Have you recently noticed that your child is suffering from particularly bad breath? Bad breath is something that is more noticeable to adults and is often something that children don’t think twice about. Even with routine dental cleanings from your family dentist on Long Island, it’s easy for bad breath to occur. As a parent, it’s important to identify and correct the issue now to prevent it from developing into a bigger problem down the road.
Evaluate Your Child’s Oral Hygiene
If you notice your child suffering from bad breath, the first thing you should do is evaluate their oral hygiene. Are they brushing twice a day, as recommended by their Long Island family dentist? Are they flossing as recommended? Have their received a professional dental cleaning lately? If the answer to any of these is no, odds are you found one of the biggest culprits causing their bad breath.
Even if your child tells you that they are brushing and flossing, you still may need to monitor their hygiene habits. Check their toothbrush once they go to school. You can also watch them brush and give them pointers if you notice that there is room for improvement. Children often don’t know any better and may think they are doing an exceptional job brushing.
Still Having Problems With Bad Breath?

» APPLY WHAT YOU READ
1: According to the article on children's bad breath, how often should a child brush?
2: Transcribe the part of the article on children's bad breath that opens with the words containing "Even if your" and closes with "exceptional job brushing.".
3: List every action the article on children's bad breath says a parent can take to monitor a child's hygiene habits.

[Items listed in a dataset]
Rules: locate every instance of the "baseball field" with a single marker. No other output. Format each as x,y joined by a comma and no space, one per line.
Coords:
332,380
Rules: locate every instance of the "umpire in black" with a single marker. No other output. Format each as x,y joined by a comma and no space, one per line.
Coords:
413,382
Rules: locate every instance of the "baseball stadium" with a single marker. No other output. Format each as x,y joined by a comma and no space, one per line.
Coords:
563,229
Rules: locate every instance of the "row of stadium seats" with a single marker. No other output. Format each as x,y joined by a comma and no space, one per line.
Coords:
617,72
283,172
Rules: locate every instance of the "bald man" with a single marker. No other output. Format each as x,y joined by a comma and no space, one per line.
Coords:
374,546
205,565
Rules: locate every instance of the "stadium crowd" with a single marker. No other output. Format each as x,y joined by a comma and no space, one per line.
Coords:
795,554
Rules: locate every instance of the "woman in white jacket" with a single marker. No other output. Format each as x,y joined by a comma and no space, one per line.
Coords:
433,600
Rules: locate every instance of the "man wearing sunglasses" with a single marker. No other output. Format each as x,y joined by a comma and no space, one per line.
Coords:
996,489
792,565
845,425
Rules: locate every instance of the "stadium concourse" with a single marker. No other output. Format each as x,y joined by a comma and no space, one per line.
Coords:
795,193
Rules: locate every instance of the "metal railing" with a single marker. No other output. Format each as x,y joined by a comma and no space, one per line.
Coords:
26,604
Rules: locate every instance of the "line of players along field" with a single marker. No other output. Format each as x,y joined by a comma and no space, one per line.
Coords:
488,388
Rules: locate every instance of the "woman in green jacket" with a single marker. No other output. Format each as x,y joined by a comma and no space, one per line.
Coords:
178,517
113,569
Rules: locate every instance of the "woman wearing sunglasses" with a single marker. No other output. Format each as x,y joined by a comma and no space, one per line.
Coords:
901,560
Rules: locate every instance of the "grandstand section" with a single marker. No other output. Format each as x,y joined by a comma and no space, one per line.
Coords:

» ANSWERS FOR THE TASKS
1: Twice a day.

2:
Even if your child tells you that they are brushing and flossing, you still may need to monitor their hygiene habits. Check their toothbrush once they go to school. You can also watch them brush and give them pointers if you notice that there is room for improvement. Children often don’t know any better and may think they are doing an exceptional job brushing.

3:
- Check their toothbrush once they go to school.
- Watch them brush.
- Give them pointers if there is room for improvement.